* Requirements *
Count the lines in the records below that contain the string "accent", and reply with only that number.

Records from a point labeling set
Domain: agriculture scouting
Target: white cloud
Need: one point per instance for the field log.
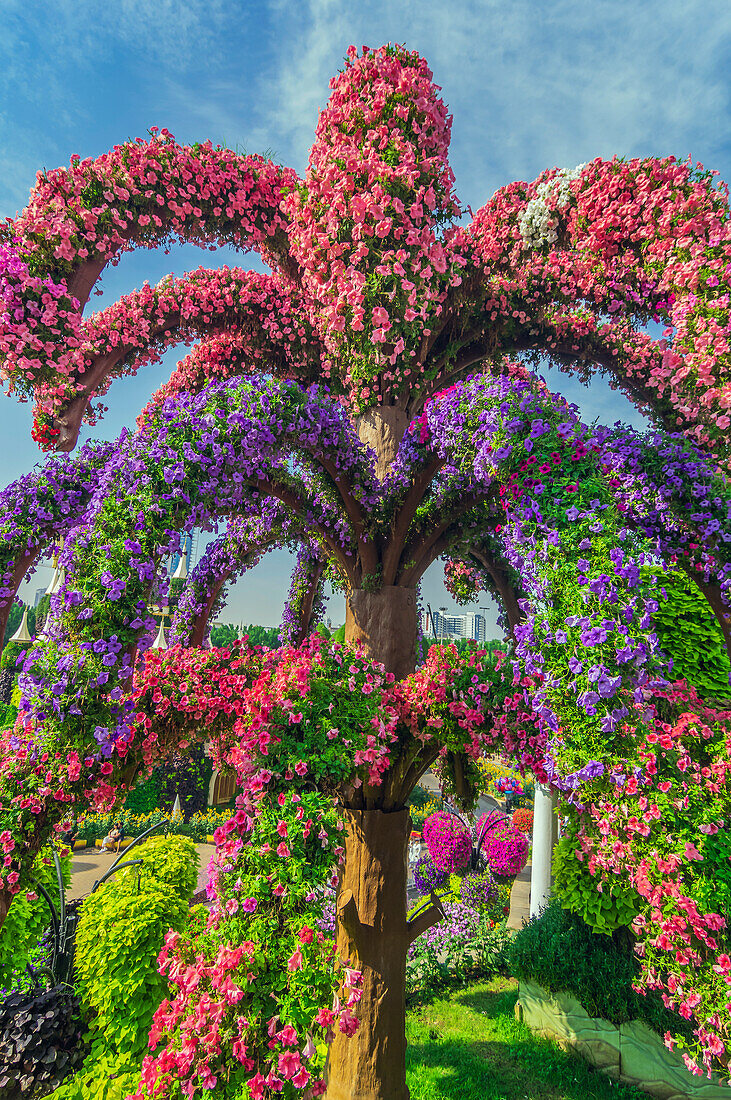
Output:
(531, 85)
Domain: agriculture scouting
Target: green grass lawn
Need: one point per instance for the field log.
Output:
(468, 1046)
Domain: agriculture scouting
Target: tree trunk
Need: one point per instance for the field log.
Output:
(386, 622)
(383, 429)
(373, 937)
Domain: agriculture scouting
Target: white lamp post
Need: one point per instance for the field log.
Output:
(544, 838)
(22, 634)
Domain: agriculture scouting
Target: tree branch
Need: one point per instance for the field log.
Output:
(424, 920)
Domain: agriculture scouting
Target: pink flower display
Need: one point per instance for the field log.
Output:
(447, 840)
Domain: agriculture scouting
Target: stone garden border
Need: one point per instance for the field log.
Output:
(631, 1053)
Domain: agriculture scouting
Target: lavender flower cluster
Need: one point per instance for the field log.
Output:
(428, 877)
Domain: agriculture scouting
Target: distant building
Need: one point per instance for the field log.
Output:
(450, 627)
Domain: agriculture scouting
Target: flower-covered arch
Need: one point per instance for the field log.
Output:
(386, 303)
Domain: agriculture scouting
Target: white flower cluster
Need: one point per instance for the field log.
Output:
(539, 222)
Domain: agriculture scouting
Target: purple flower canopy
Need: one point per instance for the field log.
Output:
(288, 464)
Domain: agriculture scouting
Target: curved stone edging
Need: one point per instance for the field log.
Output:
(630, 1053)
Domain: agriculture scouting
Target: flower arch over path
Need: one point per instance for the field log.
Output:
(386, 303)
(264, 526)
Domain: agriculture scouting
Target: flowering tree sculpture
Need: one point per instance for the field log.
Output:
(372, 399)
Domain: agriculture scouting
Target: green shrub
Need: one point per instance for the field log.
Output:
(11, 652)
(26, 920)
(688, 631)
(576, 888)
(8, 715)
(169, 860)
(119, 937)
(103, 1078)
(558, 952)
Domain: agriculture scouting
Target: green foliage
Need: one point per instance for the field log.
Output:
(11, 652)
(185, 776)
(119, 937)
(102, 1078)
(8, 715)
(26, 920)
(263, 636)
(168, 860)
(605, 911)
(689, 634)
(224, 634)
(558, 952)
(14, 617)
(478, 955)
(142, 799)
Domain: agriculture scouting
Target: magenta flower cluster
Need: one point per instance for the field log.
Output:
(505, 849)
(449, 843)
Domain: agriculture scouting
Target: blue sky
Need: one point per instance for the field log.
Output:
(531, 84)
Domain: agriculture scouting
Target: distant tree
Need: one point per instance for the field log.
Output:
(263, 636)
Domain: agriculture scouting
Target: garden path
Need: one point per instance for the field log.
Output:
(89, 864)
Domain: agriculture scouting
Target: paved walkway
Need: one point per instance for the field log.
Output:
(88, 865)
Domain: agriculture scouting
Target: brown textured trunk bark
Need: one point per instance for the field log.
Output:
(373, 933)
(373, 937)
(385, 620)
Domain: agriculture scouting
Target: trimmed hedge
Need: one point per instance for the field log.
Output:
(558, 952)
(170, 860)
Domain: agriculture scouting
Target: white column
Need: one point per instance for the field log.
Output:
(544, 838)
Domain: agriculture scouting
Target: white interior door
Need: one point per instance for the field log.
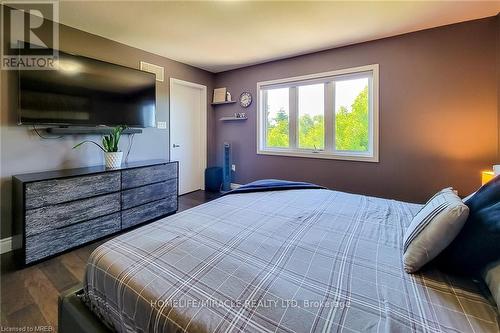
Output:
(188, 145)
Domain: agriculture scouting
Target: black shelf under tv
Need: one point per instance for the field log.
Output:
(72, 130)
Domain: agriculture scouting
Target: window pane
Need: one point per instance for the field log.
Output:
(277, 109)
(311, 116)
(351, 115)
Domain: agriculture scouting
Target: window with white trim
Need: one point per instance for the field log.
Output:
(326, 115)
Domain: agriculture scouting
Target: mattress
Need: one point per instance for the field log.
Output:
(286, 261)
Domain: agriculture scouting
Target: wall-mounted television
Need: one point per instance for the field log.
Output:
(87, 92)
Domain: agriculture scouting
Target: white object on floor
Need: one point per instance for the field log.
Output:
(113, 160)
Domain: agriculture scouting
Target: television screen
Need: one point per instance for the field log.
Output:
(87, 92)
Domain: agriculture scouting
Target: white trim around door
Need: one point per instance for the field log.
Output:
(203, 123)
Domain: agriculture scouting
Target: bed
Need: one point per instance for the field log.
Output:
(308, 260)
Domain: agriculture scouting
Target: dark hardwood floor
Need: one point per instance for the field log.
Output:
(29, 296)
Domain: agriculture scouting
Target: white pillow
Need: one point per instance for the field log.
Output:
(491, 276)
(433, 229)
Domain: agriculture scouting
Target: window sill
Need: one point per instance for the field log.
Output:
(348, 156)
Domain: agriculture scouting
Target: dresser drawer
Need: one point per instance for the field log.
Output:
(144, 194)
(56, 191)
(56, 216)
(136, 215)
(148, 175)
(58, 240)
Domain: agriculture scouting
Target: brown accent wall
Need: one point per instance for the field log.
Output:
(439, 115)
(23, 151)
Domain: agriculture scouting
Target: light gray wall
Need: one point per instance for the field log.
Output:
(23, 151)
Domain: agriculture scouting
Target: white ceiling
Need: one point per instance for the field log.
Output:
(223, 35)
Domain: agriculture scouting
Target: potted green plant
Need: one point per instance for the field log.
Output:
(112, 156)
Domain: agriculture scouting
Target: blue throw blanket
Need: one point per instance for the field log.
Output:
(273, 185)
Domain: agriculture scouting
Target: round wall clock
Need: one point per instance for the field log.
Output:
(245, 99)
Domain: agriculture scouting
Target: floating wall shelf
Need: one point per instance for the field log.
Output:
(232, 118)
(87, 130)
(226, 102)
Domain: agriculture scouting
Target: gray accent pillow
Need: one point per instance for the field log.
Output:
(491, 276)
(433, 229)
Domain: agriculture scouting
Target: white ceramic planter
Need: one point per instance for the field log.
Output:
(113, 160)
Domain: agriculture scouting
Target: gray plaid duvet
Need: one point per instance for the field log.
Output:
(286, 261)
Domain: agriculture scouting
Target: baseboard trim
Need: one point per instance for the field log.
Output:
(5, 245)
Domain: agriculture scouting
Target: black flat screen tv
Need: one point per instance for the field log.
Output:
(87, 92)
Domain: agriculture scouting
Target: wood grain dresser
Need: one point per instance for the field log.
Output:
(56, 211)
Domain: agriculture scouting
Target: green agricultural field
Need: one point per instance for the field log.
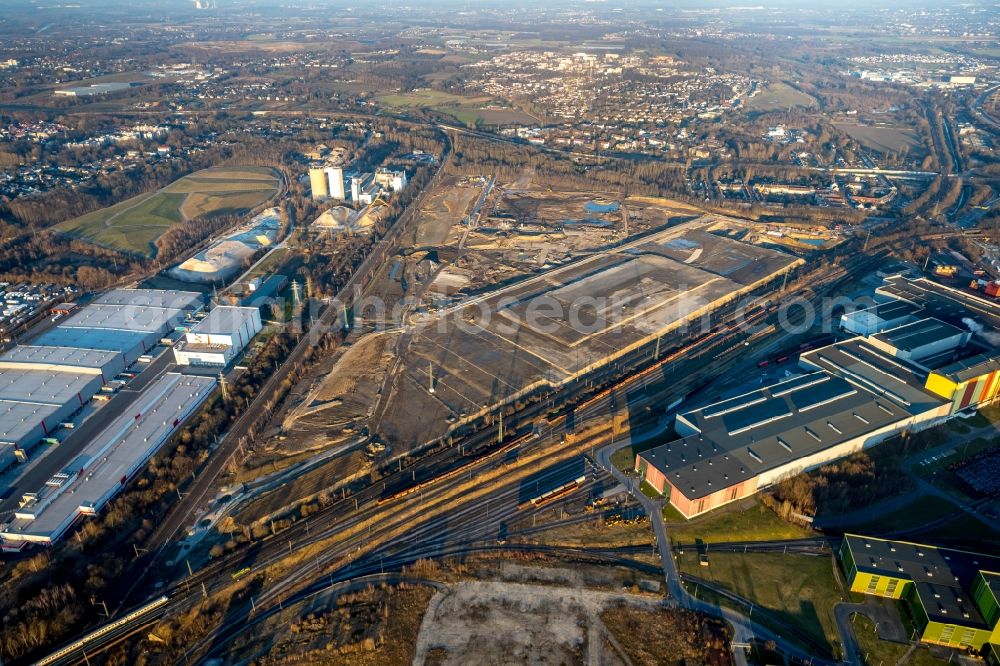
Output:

* Final answer *
2